▶ **What you will do**: Return every line of the items below without any change, keeping them in their original order.

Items

========

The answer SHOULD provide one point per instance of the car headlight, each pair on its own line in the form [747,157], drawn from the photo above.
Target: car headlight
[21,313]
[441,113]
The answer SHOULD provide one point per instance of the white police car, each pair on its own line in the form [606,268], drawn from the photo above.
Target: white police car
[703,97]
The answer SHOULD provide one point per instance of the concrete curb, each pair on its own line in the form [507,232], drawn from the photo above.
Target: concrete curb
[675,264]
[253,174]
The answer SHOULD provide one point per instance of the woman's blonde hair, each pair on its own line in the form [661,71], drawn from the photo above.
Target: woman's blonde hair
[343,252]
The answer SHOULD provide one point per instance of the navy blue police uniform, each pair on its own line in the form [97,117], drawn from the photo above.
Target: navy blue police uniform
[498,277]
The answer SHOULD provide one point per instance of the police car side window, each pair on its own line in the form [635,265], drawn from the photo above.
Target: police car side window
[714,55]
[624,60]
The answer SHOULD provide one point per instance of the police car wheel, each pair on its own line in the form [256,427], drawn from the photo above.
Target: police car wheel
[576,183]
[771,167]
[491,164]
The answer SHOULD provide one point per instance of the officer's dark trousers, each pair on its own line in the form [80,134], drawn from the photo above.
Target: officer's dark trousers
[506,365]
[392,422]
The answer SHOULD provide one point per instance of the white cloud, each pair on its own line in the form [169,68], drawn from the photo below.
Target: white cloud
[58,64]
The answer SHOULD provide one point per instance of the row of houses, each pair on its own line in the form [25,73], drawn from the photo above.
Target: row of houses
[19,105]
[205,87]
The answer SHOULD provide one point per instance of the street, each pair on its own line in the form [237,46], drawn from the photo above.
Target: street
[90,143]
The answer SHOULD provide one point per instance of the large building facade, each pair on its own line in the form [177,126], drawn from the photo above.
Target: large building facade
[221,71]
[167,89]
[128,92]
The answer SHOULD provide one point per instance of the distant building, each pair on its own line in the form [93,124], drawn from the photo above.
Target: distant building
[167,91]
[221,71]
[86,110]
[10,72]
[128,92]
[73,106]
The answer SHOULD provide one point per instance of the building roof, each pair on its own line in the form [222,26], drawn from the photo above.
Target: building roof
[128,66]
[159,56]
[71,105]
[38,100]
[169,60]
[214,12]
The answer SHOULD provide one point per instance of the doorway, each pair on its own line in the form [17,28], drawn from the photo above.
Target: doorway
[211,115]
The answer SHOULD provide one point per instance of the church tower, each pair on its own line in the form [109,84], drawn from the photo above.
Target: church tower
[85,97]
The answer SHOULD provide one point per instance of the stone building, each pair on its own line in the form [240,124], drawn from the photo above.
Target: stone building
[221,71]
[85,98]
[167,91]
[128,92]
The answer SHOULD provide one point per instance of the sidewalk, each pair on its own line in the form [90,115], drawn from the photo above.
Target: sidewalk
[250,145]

========

▶ **Expected answer**:
The answer SHOULD provide one point per instance of the car headlight, each pair on its own line in the form [747,157], drawn from the photo above.
Target: car headlight
[21,313]
[441,113]
The answer SHOULD provide one point per instance of the white police car, each pair on its own line in the form [606,268], drawn from the photo above.
Target: white police car
[703,97]
The answer SHOULD provide one point per instance of the concrete curb, each pair on its own line in the form [507,232], drawn from the photo above.
Target: concrete curb
[675,264]
[253,174]
The answer SHOULD provide one point per instance of the woman's blonde hair, each pair on its own line in the form [661,71], drawn from the photo above.
Target: woman's blonde hair
[343,252]
The answer SHOULD provide one point per instance of the navy blue police uniform, each pair on its own line in the form [97,117], drawn from the photo above.
Target: navy blue police uniform
[498,277]
The answer SHOULD provide one point per instance of the police car side window, each pair on its own line in the form [635,265], drawn from the photo above.
Target: police car side window
[714,55]
[624,60]
The answer SHOULD provide one point per instance of the police car wheel, each pair on its own line in the form [256,427], drawn from the photo above.
Target: police car wheel
[576,183]
[771,167]
[491,164]
The answer SHOULD provide one point per instance of the officer's dark trousers, each pair on its own line in the form [80,134], drawn from the photo above.
Target: officer's dark trousers
[506,365]
[392,422]
The answer SHOULD provide one point per instance of the white cloud, each pair on its own line in the form [169,68], drawn from the photo below.
Target: white cloud
[58,64]
The answer SHOULD provide one point per instance of the row of houses, each pair on its own line in the form [25,73], drawn from the photo above.
Target: row of houses
[19,105]
[205,87]
The answer SHOULD provide one point per instance of the street, each pair on its own line in the form [237,46], drawn from the photo above.
Target: street
[90,143]
The answer SHOULD provide one point per instance of the large building facade, each pair on its own line in the form [177,126], drawn from the photo above.
Target: large building facade
[221,71]
[167,89]
[128,92]
The answer SHOULD provide one point per instance of the distant building, each pair on its own line in the form [93,124], drawn from the photo above.
Target: distant building
[167,91]
[221,71]
[86,110]
[10,72]
[128,92]
[73,106]
The answer SHOULD provide one point per instance of the building roof, each pair on its own line in the form [222,26], drawn from the photo above.
Target: building roof
[128,66]
[159,56]
[71,105]
[38,100]
[169,60]
[214,12]
The answer SHOULD provide one point per instance of the doorway, each pair on its own line in the form [17,28], drawn from the photo above.
Target: doorway
[211,115]
The answer SHOULD provide one point per instance of the church tower, each pair on its own line in the form [109,84], drawn from the photo above.
Target: church tower
[85,97]
The answer SHOULD provide one point per instance of the stone building, each pair on its own line in the form [240,124], drawn from the photo above.
Target: stone building
[221,71]
[85,98]
[167,91]
[128,92]
The answer SHOULD provide one point per instance of the sidewalk, each pair on its own line in the form [90,115], drawn from the photo above.
Target: sidewalk
[250,145]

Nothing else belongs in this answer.